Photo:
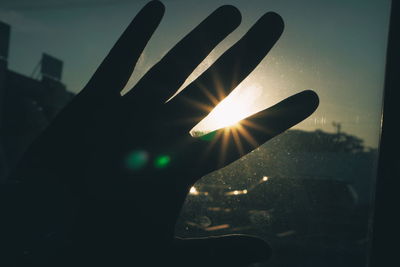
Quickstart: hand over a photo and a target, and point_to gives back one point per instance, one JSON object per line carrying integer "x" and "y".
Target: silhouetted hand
{"x": 105, "y": 182}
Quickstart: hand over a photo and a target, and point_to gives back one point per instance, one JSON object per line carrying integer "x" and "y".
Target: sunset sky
{"x": 336, "y": 48}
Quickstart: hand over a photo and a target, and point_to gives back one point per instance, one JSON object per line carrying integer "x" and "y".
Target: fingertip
{"x": 312, "y": 98}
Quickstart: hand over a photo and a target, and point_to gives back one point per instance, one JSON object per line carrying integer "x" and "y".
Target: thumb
{"x": 230, "y": 250}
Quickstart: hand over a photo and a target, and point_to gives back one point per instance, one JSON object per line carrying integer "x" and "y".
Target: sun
{"x": 230, "y": 111}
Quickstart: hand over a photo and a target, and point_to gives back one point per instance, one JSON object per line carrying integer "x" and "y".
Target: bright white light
{"x": 236, "y": 192}
{"x": 193, "y": 191}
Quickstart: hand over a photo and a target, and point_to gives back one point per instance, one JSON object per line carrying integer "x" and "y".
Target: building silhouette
{"x": 27, "y": 104}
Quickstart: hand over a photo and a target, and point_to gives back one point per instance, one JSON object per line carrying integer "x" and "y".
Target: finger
{"x": 230, "y": 250}
{"x": 230, "y": 144}
{"x": 164, "y": 79}
{"x": 231, "y": 68}
{"x": 117, "y": 67}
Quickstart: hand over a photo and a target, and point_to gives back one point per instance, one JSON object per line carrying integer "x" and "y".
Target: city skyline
{"x": 336, "y": 49}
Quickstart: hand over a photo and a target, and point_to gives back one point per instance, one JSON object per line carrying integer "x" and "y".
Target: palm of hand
{"x": 113, "y": 208}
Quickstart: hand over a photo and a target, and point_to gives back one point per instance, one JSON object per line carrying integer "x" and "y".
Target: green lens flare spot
{"x": 208, "y": 137}
{"x": 162, "y": 161}
{"x": 136, "y": 160}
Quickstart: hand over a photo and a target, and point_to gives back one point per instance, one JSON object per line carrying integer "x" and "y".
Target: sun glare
{"x": 229, "y": 112}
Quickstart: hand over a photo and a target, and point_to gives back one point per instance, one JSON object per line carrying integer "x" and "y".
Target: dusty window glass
{"x": 309, "y": 191}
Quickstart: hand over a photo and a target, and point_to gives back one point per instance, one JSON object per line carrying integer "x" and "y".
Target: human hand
{"x": 102, "y": 212}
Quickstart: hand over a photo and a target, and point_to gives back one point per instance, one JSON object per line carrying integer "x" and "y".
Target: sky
{"x": 336, "y": 48}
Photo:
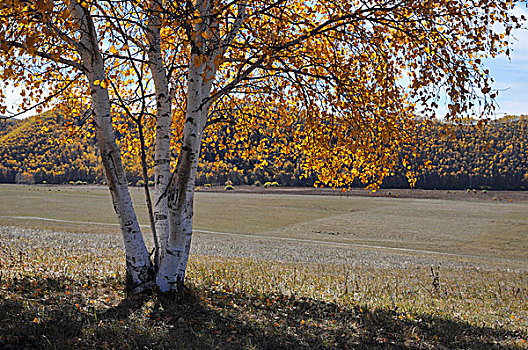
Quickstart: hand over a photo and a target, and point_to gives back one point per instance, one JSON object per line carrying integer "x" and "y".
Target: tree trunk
{"x": 162, "y": 154}
{"x": 138, "y": 266}
{"x": 171, "y": 273}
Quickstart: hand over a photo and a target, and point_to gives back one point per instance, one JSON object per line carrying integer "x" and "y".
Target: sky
{"x": 510, "y": 75}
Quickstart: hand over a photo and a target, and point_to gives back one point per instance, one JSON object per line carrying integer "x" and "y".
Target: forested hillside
{"x": 491, "y": 157}
{"x": 31, "y": 152}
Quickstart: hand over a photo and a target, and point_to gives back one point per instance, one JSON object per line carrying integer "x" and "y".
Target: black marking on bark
{"x": 160, "y": 216}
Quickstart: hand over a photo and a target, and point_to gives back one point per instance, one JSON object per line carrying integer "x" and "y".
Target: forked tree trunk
{"x": 162, "y": 154}
{"x": 138, "y": 266}
{"x": 171, "y": 273}
{"x": 202, "y": 70}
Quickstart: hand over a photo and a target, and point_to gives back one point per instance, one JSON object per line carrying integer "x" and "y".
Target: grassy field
{"x": 269, "y": 271}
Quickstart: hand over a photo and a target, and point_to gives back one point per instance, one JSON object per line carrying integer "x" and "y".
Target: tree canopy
{"x": 341, "y": 83}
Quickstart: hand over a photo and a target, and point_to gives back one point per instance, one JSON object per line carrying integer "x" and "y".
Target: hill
{"x": 31, "y": 153}
{"x": 493, "y": 156}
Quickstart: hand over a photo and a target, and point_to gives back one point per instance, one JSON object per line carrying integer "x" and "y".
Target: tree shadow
{"x": 207, "y": 319}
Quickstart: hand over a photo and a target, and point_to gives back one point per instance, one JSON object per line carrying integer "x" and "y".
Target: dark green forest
{"x": 492, "y": 156}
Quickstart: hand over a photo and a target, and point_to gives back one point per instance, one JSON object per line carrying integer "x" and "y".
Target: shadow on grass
{"x": 42, "y": 315}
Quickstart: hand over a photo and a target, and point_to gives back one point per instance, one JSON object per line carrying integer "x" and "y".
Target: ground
{"x": 273, "y": 269}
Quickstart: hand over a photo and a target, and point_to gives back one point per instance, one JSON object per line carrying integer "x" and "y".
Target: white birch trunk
{"x": 138, "y": 266}
{"x": 171, "y": 273}
{"x": 162, "y": 154}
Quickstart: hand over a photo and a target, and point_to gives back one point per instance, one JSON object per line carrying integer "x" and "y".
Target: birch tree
{"x": 340, "y": 84}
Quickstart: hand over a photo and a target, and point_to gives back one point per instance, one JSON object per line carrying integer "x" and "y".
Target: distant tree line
{"x": 493, "y": 156}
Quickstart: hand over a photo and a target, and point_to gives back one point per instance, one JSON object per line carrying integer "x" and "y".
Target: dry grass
{"x": 62, "y": 289}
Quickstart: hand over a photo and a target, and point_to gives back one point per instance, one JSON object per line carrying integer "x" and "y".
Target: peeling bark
{"x": 162, "y": 154}
{"x": 138, "y": 266}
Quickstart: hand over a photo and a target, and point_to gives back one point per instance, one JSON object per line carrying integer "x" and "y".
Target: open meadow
{"x": 269, "y": 271}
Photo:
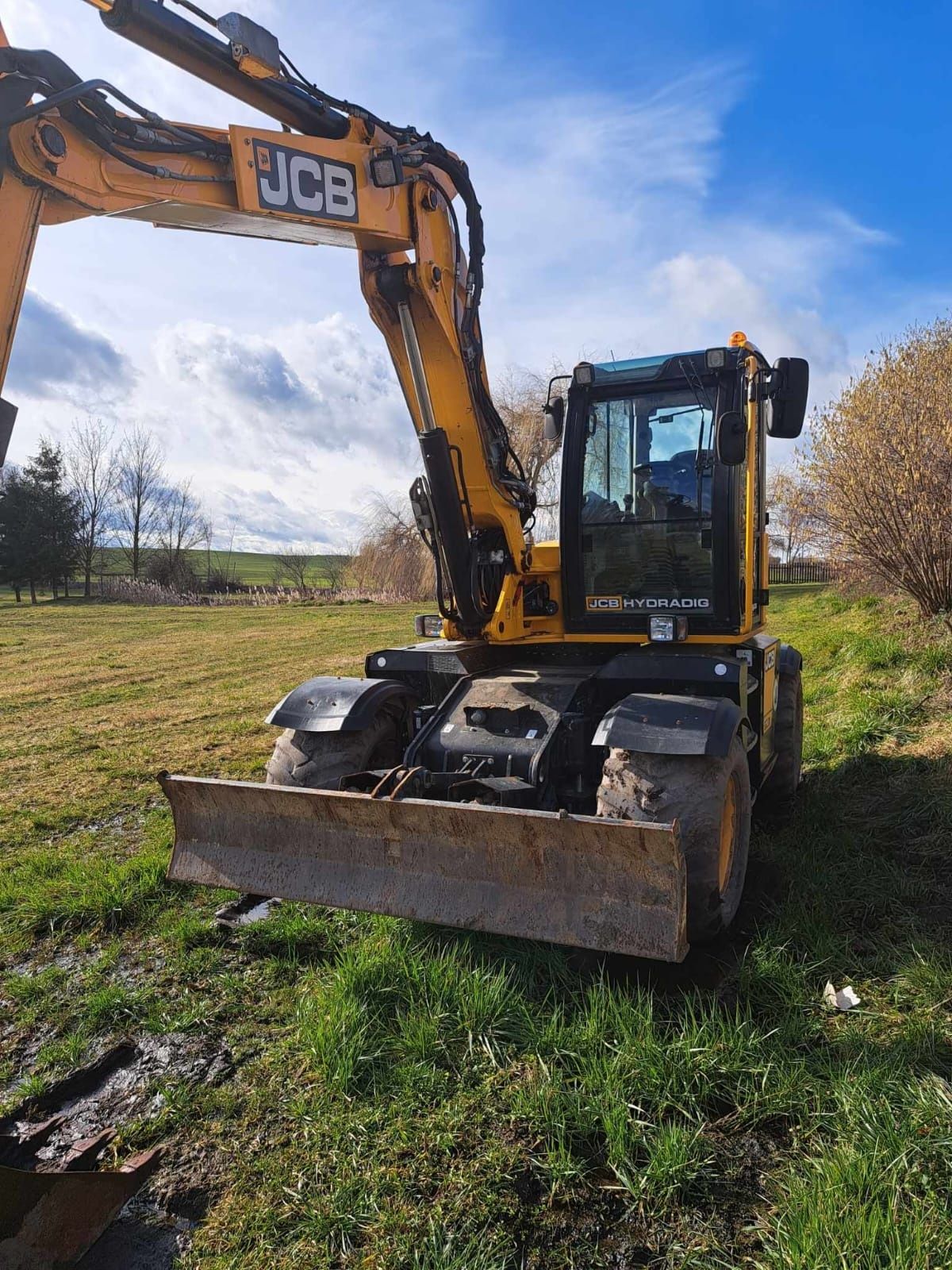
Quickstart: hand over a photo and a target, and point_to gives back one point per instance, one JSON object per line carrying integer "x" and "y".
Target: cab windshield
{"x": 647, "y": 499}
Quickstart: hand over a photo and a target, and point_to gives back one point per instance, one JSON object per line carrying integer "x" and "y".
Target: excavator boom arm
{"x": 347, "y": 179}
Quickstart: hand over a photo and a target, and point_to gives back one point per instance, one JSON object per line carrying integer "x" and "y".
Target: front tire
{"x": 780, "y": 789}
{"x": 319, "y": 760}
{"x": 711, "y": 800}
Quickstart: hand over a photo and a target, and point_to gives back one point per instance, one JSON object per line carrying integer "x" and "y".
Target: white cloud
{"x": 258, "y": 365}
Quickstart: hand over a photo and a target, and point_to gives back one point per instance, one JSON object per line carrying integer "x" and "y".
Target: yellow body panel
{"x": 409, "y": 224}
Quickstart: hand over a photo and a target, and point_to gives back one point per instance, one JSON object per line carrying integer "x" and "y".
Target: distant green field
{"x": 251, "y": 568}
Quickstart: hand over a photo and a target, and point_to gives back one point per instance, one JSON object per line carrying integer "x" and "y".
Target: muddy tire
{"x": 711, "y": 800}
{"x": 317, "y": 760}
{"x": 778, "y": 791}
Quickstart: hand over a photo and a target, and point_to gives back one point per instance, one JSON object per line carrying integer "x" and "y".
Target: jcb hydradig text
{"x": 577, "y": 752}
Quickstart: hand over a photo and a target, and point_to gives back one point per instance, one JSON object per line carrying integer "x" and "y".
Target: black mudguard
{"x": 790, "y": 660}
{"x": 333, "y": 702}
{"x": 662, "y": 724}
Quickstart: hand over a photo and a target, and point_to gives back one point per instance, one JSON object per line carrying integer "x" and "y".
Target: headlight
{"x": 428, "y": 625}
{"x": 666, "y": 630}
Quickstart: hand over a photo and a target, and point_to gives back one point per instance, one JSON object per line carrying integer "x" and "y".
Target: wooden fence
{"x": 800, "y": 571}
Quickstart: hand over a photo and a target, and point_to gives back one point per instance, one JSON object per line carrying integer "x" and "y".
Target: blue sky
{"x": 653, "y": 177}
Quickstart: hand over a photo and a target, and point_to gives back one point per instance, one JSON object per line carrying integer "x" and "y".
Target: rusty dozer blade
{"x": 50, "y": 1218}
{"x": 612, "y": 886}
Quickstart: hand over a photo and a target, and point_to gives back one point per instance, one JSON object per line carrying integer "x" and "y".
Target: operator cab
{"x": 663, "y": 467}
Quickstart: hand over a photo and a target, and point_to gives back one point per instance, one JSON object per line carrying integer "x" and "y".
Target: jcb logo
{"x": 291, "y": 181}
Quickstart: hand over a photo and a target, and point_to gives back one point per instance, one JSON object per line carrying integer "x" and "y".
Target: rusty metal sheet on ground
{"x": 612, "y": 886}
{"x": 48, "y": 1219}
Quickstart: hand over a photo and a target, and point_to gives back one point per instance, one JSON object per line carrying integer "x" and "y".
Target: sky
{"x": 653, "y": 177}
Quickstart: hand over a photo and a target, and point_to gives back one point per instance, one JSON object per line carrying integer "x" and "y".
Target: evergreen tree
{"x": 40, "y": 524}
{"x": 17, "y": 506}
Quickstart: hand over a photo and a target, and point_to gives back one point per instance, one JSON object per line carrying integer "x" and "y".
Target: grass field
{"x": 249, "y": 568}
{"x": 414, "y": 1098}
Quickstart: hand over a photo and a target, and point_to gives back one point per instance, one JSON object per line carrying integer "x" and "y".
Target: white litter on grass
{"x": 839, "y": 999}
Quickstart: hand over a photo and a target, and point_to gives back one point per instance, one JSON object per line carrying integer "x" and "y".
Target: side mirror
{"x": 785, "y": 408}
{"x": 554, "y": 419}
{"x": 731, "y": 440}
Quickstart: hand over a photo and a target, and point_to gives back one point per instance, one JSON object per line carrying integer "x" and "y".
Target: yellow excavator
{"x": 571, "y": 747}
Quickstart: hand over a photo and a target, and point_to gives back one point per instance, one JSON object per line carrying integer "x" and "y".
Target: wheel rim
{"x": 729, "y": 832}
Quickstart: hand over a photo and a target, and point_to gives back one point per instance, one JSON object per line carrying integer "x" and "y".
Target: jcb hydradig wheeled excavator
{"x": 571, "y": 749}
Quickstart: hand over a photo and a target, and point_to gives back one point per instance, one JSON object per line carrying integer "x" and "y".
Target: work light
{"x": 387, "y": 169}
{"x": 428, "y": 625}
{"x": 666, "y": 630}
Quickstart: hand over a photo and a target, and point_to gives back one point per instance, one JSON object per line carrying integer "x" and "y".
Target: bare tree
{"x": 207, "y": 537}
{"x": 140, "y": 492}
{"x": 181, "y": 525}
{"x": 881, "y": 465}
{"x": 391, "y": 558}
{"x": 520, "y": 397}
{"x": 295, "y": 565}
{"x": 336, "y": 571}
{"x": 93, "y": 469}
{"x": 797, "y": 525}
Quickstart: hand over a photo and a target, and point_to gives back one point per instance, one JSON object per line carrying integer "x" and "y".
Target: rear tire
{"x": 711, "y": 800}
{"x": 319, "y": 760}
{"x": 780, "y": 789}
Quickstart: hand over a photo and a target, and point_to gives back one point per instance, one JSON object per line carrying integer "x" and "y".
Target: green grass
{"x": 249, "y": 568}
{"x": 412, "y": 1096}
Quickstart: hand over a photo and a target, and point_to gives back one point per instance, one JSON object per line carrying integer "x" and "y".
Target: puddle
{"x": 117, "y": 1089}
{"x": 143, "y": 1237}
{"x": 114, "y": 1090}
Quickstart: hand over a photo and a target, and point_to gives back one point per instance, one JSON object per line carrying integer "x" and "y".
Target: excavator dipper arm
{"x": 346, "y": 179}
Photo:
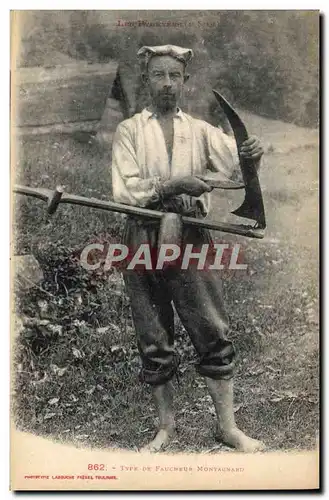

• • •

## EXERCISE REQUIREMENTS
Please transcribe, word for word, every line from the one containing "Target: bare tree" through the last line of the records, both included, and leave the pictures out.

## RESPONSE AREA
Target: bare tree
{"x": 207, "y": 537}
{"x": 140, "y": 492}
{"x": 181, "y": 525}
{"x": 881, "y": 465}
{"x": 391, "y": 558}
{"x": 520, "y": 397}
{"x": 295, "y": 565}
{"x": 336, "y": 571}
{"x": 93, "y": 469}
{"x": 797, "y": 525}
Quickstart: hand over a photo and a target, and point_to gives back one point per instance, one JSON object per line carrying integer "x" and "y".
Target: rear tire
{"x": 711, "y": 800}
{"x": 319, "y": 760}
{"x": 780, "y": 789}
Quickstart: hand over a photo and a target, and point_to gives back one point per instance, one JSON object per line carrying integer "x" and "y".
Target: green grass
{"x": 249, "y": 568}
{"x": 412, "y": 1096}
Quickstart: hand over a photo and a target, and point_to gives back one point per instance, one JSON object per line carrying integer "x" and "y".
Target: puddle
{"x": 117, "y": 1089}
{"x": 143, "y": 1237}
{"x": 114, "y": 1090}
Quickstart: hand over a photo and a target, and point_to gives back one point per instance, one JSON object per line carrying integer "x" and "y".
Target: excavator dipper arm
{"x": 346, "y": 179}
Photo:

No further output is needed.